***** DATA EXTRACTS *****

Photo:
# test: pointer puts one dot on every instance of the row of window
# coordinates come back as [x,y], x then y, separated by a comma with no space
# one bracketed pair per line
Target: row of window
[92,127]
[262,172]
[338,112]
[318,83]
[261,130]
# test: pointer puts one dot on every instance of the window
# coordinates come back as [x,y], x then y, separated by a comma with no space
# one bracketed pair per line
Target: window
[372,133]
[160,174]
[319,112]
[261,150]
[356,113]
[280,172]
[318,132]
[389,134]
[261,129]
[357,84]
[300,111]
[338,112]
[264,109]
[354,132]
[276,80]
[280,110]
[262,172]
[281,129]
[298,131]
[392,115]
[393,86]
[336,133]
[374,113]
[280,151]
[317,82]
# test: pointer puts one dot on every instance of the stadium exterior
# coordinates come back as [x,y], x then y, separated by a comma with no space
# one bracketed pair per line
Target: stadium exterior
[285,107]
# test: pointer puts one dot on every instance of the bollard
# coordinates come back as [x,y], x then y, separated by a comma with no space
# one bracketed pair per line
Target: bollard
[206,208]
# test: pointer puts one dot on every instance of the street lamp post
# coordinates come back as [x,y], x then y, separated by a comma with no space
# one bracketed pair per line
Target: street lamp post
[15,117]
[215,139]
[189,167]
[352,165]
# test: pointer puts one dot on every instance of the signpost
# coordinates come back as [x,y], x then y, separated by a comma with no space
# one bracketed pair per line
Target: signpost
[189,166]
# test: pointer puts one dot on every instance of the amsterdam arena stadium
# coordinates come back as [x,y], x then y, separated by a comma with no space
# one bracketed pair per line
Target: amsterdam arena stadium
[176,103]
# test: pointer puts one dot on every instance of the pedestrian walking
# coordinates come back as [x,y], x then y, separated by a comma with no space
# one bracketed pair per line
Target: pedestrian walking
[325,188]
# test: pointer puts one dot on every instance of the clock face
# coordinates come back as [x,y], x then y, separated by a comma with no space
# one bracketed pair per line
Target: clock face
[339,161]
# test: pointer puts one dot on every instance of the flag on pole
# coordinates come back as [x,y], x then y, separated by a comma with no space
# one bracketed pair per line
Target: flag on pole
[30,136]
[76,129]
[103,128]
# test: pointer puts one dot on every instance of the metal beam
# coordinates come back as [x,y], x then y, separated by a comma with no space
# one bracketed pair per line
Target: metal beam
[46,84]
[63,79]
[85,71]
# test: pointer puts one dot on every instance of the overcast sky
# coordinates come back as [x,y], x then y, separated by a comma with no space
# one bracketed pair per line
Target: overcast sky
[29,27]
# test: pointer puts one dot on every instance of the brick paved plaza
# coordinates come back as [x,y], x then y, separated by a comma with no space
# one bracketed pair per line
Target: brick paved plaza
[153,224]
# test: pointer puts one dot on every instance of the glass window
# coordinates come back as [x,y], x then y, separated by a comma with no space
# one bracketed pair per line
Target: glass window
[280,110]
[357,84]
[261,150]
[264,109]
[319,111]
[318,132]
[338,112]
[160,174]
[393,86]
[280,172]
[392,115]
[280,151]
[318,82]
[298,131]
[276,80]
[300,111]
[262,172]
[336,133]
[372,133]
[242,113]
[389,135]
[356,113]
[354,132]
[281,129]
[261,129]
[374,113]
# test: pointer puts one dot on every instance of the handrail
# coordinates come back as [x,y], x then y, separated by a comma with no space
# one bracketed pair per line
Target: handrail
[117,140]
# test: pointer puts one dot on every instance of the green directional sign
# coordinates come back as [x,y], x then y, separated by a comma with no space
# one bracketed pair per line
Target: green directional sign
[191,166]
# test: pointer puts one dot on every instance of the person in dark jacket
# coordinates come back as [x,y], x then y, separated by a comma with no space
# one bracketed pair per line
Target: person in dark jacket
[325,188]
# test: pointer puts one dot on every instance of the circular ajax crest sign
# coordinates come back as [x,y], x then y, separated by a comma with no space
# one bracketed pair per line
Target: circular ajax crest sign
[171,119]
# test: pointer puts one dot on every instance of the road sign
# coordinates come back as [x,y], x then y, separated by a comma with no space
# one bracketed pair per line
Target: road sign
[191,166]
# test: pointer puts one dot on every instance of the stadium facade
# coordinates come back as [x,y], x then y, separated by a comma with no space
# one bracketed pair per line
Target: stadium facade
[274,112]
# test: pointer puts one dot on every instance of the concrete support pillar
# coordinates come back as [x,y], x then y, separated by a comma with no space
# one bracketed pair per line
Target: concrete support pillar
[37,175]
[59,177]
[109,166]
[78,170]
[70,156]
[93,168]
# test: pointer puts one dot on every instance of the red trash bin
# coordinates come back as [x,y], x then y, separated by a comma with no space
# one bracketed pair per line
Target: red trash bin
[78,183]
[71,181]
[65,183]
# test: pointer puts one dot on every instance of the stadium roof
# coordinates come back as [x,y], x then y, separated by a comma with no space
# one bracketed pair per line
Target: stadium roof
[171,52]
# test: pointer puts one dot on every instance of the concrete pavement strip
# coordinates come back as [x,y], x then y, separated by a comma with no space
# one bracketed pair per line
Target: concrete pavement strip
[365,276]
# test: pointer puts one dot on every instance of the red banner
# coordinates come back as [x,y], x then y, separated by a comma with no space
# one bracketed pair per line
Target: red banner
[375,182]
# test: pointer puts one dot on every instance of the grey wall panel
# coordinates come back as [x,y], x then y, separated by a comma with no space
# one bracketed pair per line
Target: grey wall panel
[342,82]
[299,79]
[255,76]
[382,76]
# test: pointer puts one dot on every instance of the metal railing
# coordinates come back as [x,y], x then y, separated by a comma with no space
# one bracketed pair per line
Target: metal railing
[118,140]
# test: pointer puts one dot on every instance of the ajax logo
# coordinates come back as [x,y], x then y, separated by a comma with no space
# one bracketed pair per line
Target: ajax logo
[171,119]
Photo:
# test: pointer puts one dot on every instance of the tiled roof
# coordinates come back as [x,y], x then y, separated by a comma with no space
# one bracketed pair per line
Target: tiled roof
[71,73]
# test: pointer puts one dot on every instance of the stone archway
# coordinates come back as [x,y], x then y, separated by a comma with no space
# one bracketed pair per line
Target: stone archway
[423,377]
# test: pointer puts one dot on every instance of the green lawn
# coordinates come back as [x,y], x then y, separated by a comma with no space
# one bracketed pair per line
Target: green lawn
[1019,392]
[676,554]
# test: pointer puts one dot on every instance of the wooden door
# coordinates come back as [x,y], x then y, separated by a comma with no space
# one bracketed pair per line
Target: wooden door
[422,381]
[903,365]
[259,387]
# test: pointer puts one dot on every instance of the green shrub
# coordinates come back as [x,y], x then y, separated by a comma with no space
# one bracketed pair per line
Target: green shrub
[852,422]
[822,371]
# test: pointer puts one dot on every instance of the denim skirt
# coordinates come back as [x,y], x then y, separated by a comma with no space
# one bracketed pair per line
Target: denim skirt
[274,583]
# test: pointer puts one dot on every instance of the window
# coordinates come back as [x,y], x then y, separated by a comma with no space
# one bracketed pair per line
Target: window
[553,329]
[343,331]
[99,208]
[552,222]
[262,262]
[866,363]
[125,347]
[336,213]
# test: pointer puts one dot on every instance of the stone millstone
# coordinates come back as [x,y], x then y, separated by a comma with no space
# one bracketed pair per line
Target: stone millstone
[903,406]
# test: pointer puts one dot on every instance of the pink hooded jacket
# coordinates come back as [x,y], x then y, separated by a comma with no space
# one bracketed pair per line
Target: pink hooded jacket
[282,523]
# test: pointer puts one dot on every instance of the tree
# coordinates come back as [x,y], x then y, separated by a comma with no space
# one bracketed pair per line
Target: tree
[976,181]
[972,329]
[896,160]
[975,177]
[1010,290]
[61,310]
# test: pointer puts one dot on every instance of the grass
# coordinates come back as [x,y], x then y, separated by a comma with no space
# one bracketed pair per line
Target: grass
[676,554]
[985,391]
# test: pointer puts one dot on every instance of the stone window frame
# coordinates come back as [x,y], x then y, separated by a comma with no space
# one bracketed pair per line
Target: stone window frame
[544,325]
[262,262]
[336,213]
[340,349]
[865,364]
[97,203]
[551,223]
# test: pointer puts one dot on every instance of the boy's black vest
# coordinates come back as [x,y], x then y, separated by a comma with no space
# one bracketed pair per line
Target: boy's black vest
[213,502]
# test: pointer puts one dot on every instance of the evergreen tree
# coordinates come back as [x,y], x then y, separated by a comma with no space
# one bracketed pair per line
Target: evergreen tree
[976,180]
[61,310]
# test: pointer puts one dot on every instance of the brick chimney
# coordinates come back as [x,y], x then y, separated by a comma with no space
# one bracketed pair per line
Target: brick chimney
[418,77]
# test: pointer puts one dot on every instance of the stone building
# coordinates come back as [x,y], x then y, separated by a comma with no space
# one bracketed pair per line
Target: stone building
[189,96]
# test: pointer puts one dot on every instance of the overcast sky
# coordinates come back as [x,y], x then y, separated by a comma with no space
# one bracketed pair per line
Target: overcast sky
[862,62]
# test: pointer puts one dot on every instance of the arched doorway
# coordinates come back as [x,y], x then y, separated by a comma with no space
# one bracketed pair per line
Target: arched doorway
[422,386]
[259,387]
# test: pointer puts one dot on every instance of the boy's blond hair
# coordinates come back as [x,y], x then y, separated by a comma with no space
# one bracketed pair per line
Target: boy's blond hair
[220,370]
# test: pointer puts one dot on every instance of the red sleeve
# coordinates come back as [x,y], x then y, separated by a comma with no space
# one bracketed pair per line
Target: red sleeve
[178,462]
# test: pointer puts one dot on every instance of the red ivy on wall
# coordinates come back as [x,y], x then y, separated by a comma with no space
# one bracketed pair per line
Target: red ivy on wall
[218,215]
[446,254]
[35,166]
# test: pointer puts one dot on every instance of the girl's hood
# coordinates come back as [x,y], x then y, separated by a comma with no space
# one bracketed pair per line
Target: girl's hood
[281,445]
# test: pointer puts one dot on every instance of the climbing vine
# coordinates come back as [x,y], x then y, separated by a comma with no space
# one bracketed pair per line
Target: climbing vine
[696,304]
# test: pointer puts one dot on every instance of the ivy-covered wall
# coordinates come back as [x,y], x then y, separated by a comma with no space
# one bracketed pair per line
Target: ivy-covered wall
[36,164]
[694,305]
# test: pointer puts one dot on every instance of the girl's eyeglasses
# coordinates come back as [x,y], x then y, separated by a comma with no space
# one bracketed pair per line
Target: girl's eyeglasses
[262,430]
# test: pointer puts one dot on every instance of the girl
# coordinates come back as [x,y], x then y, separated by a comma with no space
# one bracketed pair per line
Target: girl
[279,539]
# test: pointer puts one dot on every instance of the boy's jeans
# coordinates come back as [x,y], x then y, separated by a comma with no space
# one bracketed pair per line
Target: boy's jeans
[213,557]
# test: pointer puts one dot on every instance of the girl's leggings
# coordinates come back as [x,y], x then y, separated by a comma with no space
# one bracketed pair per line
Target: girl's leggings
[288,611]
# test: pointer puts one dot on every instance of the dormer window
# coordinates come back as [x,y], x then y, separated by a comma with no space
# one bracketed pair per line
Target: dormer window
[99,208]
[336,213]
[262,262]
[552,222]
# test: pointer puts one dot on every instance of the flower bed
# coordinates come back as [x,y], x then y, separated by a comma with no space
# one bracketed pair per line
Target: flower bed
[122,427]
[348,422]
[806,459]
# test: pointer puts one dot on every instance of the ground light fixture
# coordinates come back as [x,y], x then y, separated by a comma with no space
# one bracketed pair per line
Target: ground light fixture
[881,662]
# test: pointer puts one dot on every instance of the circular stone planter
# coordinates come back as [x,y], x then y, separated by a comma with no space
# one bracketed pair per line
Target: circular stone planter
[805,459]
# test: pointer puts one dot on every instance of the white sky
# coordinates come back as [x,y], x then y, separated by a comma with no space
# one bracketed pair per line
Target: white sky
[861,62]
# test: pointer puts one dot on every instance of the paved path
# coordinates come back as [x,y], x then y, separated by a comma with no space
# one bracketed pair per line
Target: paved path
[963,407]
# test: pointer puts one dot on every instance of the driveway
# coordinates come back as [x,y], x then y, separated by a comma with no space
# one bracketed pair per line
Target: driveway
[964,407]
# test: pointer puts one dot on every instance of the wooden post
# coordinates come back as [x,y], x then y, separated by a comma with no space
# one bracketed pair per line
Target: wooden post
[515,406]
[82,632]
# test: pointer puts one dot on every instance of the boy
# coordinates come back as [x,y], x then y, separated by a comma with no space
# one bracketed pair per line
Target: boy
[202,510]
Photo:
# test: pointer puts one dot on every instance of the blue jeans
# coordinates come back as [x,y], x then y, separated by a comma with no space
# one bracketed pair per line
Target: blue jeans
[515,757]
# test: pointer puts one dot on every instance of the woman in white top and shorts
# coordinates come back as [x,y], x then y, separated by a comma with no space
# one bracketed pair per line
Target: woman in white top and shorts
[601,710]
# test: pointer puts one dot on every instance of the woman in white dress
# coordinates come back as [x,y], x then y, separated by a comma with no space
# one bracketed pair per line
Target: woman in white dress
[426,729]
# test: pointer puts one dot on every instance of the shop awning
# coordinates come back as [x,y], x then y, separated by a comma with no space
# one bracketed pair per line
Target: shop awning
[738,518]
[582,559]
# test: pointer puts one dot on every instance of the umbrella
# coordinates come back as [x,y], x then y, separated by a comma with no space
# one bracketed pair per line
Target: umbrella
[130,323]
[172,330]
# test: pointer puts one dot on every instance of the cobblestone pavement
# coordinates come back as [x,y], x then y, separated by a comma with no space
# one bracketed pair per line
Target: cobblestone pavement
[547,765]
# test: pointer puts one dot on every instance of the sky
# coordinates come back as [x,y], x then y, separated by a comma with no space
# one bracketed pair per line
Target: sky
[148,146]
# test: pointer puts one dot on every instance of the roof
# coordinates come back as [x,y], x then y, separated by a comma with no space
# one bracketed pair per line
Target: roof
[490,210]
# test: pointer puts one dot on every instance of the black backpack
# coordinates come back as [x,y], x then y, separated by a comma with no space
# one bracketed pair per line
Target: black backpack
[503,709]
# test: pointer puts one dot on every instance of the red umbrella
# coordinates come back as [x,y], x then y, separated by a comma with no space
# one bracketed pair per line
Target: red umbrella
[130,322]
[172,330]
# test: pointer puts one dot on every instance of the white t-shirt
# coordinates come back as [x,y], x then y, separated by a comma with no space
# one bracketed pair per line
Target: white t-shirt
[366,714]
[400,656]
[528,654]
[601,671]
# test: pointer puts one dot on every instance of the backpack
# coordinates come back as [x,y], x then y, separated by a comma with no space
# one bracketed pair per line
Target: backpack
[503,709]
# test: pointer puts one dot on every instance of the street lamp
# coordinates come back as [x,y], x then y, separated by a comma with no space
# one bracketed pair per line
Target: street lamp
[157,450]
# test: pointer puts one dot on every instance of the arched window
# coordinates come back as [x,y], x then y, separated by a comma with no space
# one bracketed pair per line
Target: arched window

*****

WHAT THE TASK ASKS:
Repeat exactly the lines from the line containing "the white t-shirt" through the last line of the records above, including both, and nothing else.

TASK SOLUTION:
# test: pointer puts one dot on every instance of the white t-shirt
# coordinates come back as [x,y], x then y, separated by a comma with no space
# one bracketed pair per line
Target: white t-shirt
[366,714]
[400,656]
[528,654]
[601,671]
# test: pointer puts one dot on every instance of the backpack
# coordinates come back as [x,y], x then y, separated by a comma with no space
# one bracketed pair per line
Target: backpack
[503,709]
# test: pointer puts one dot on every instance of the street lamp
# coordinates come back as [x,y], x then y, separated by a comma with no space
# one bracketed pair per line
Target: street lamp
[157,450]
# test: pointer puts one dot on every instance of the arched window
# coordinates come back as [x,y], x then y, separated by a comma with no space
# one bracketed pair per line
Target: arched window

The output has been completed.